### WHAT IS NEEDED:
Duplicate the listing line for line, from its start through the line containing "[[368, 198], [157, 117], [446, 60]]", including that line. Omit the pictures from your copy.

Location identification entries
+---+
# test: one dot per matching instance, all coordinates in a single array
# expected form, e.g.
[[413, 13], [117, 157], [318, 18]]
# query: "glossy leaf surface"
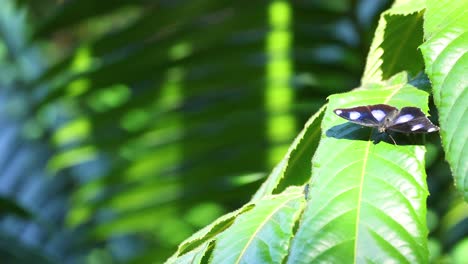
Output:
[[446, 58]]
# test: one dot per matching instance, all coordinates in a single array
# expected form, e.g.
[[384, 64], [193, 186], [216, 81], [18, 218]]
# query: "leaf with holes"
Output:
[[294, 168], [367, 201], [446, 58], [261, 235]]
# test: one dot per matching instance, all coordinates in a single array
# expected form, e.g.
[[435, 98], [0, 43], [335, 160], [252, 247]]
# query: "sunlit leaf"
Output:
[[367, 200], [445, 56], [261, 235]]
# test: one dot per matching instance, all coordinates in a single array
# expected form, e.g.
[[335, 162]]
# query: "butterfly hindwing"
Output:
[[371, 115], [411, 120]]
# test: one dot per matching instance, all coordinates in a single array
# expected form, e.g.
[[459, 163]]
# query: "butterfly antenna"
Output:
[[392, 139]]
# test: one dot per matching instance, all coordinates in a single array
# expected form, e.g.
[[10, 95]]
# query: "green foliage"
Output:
[[368, 198], [157, 117], [446, 60]]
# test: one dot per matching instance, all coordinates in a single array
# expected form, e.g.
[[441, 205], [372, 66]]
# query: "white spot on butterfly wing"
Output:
[[416, 127], [404, 118], [378, 114], [354, 115]]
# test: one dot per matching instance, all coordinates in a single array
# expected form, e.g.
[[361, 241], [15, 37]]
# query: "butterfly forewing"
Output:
[[371, 115], [411, 120]]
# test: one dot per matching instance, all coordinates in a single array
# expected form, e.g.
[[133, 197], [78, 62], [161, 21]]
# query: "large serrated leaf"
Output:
[[207, 233], [294, 168], [367, 201], [395, 43], [261, 235], [446, 58], [193, 257]]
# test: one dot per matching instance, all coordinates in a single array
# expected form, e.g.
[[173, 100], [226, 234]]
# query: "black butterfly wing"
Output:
[[370, 115], [411, 120]]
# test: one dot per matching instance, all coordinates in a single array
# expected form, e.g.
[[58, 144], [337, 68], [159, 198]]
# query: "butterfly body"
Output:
[[388, 118]]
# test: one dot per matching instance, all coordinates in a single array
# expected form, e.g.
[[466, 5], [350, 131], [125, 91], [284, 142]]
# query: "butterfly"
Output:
[[388, 118]]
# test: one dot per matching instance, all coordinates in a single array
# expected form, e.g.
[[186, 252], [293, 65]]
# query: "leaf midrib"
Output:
[[261, 226]]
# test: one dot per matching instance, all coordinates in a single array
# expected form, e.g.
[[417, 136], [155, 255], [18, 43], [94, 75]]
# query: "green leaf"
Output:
[[445, 56], [295, 167], [367, 201], [210, 231], [192, 257], [261, 235], [395, 43]]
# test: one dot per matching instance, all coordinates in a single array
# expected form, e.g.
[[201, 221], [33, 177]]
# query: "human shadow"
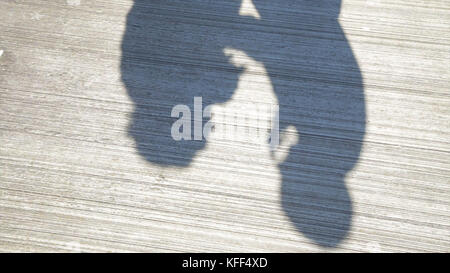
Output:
[[173, 51]]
+---+
### ANSWER TO THIS PROBLEM:
# test: one dot per matching instance, all coordinates in a single array
# expected form, e.g.
[[413, 13], [117, 157], [318, 18]]
# query: "glossy leaf surface"
Output:
[[446, 58]]
# test: one dot per matching instance, all coordinates in a single array
# expected form, e.g.
[[384, 64], [193, 186], [216, 81], [18, 218]]
# query: "leaf with holes"
Output:
[[294, 168], [367, 201], [446, 58], [261, 235]]
# test: one dot per matching instance, all coordinates in a single array
# expected form, e.g.
[[435, 98], [0, 43], [335, 160], [252, 247]]
# query: "sunlit leaf"
Output:
[[367, 200], [445, 56], [261, 235]]
# test: one dot per matching instance, all coordinates in a single array
# expected form, e.g.
[[335, 162]]
# query: "butterfly hindwing"
Output:
[[371, 115], [411, 120]]
# test: one dot per matching instance, all coordinates in a single array
# expected form, e.g.
[[459, 163]]
# query: "butterfly antenna"
Output:
[[392, 139]]
# test: one dot per matching instance, all coordinates in a single array
# expected form, e.g.
[[10, 95]]
# query: "green foliage"
Output:
[[368, 198], [157, 117], [446, 60]]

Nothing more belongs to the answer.